***** TASK DATA *****

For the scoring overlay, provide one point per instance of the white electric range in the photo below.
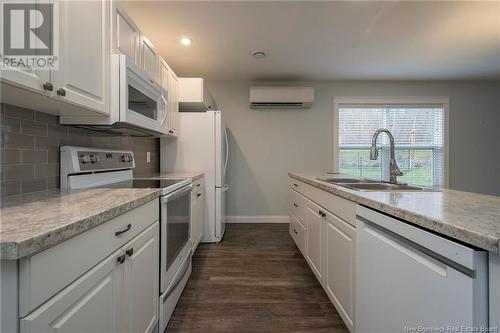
(83, 168)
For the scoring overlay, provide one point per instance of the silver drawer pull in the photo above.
(121, 259)
(127, 228)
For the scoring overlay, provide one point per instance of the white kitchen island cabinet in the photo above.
(323, 227)
(340, 258)
(314, 231)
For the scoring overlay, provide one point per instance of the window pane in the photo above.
(356, 162)
(416, 165)
(419, 137)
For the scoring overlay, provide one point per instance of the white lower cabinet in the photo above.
(91, 303)
(327, 239)
(314, 231)
(197, 218)
(141, 284)
(120, 294)
(340, 244)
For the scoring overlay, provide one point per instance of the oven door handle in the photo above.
(178, 277)
(177, 194)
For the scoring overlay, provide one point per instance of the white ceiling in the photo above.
(367, 40)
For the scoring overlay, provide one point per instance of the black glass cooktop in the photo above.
(146, 183)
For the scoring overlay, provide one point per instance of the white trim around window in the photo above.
(392, 101)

*****

- YOUR TASK: Repeat, without change, each line of the data above from the one that contains "ceiling in the photo above." through the final line, counting both.

- ANSWER SPACE:
For the scoring overlay, provide one point per instance of the white ceiling in the photo above.
(367, 40)
For the scoring overlay, provide one point per instance of the black glass cooktop in the photo above.
(146, 183)
For the scoring overlay, provide one point per instance of the white trim around window in the photo above.
(392, 101)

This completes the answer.